» SELECTED TEXT
Neuromodulation in Lower Limb Amputees

Spinal Excitability Changes and Transcutaneous Spinal Cord Stimulation in Lower Limb Amputees

The goal of this study is to investigate the role of transcutaneous spinal cord stimulation on spinal cord excitability in lower limb amputees. In this study, the investigators will quantify the spinal cord excitability determined by 1) reflexes and electromyography, and 2) phantom limb pain using self-reported pain assessments. The investigators will assess these measures of spinal excitability in lower limb amputees before and after transcutaneous spinal cord stimulation.

Study Overview

• Status: Terminated
• Conditions: Amputation; Phantom Limb Pain; Hoffman's Reflex
• Intervention / Treatment: Device: Transcutaneous spinal cord stimulation

Detailed Description

The overall goal of this work is to investigate the changes in the spinal cord resulting from limb amputation. Limb amputation results in an extreme form of peripheral nerve injury. Damage to peripheral nerves, such as with neuropathy, crush injuries, nerve transection, or limb amputation often results in chronic pain, which may be associated with altered excitability of spinal sensorimotor pathways. These spinal pathways become hyperexcitable due to a lack of sensory input, which causes tonic disinhibition of descending circuits and spontaneous activity in the dorsal root ganglia (DRG). Spinal excitability can be measured using the H-reflex, in which electrical stimulation of muscle spindle Ia afferents activates spinal motoneurons via the myotatic reflex, as well as the posterior root-muscle (PRM) reflex, which is elicited by transcutaneous stimulation over the dorsal roots and is considered to be half of the H-reflex, excluding the peripheral primary afferents, but with multiple root activation. Spinal excitability has not been measured in amputees but may offer a potential biomarker for PLP. Neuromodulation may restore normal spinal excitability and reduce PLP, thus offering the potential to improve the quality of life in individuals with a lower limb amputation. The results of this study will provide the foundation for future development of a neuroprosthesis to restore spinal excitability and reduce PLP in individuals with a lower limb amputation. Subjects will undergo 5 testing and stimulation sessions in 1 week. An additional 3 days of recording sessions may be necessary if a phantom limb pain episode does not occur during normal testing days.

» STORED DATA

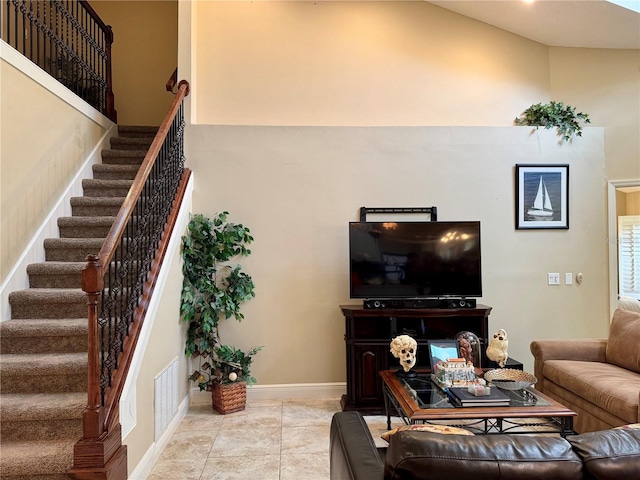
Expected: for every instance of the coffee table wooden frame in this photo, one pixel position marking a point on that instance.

» EXERCISES
a. Answer these from the study description:
(i) What is the study's status?
(ii) What two ways does the study use to determine spinal cord excitability?
(iii) How many testing and stimulation sessions will subjects undergo, and over what period?
b. According to the study description, why do spinal sensorimotor pathways become hyperexcitable? Explain in one to three sentences.
c. Write the next part of the study description, following on from its last sentence.

» ANSWERS FOR THE TASKS
a.
(i) Terminated.
(ii) Reflexes and electromyography, and phantom limb pain measured with self-reported pain assessments.
(iii) Five sessions in one week.

b. They become hyperexcitable because they lack sensory input. That loss of input causes tonic disinhibition of descending circuits and spontaneous activity in the dorsal root ganglia (DRG).

c.
Specific Aim 1: Quantify spinal excitability. A lack of sensory input results in spinal hyperexcitability through several pathways including tonic disinhibition of descending circuits and spontaneous activity in the DRG. Spinal cord excitability is directly related to reflex modulation; impaired or enhanced reflex modulation indicates abnormal spinal cord excitability. Spinal cord excitability will be determined in people with a lower limb amputation using the H-reflex and posterior root-muscle (PRM) reflex. The H-reflex is elicited with electrical stimulation of peripheral nerves, exciting muscle spindle Ia afferents projecting to spinal motoneurons via the myotatic reflex. Stimulation of the peripheral nerves also elicits a direct motor (M) wave. The PRM reflex is elicited by electrical stimulation of the posterior roots on the back. It is considered to be half of the H-reflex, excluding the peripheral motor efferents, but activates multiple dorsal roots. Reflex amplitude and latency, threshold, recruitment curves, and rate-dependent depression will be measured and compared to intact controls. The investigators hypothesize that H and PRM reflex hyperexcitability will be present in the residual limb of amputees with PLP. These results will provide insight into the role of limb amputation on spinal cord health and excitability.

Specific Aim 2: Characterize the effects of transcutaneous spinal cord stimulation on spinal cord excitability and phantom limb pain.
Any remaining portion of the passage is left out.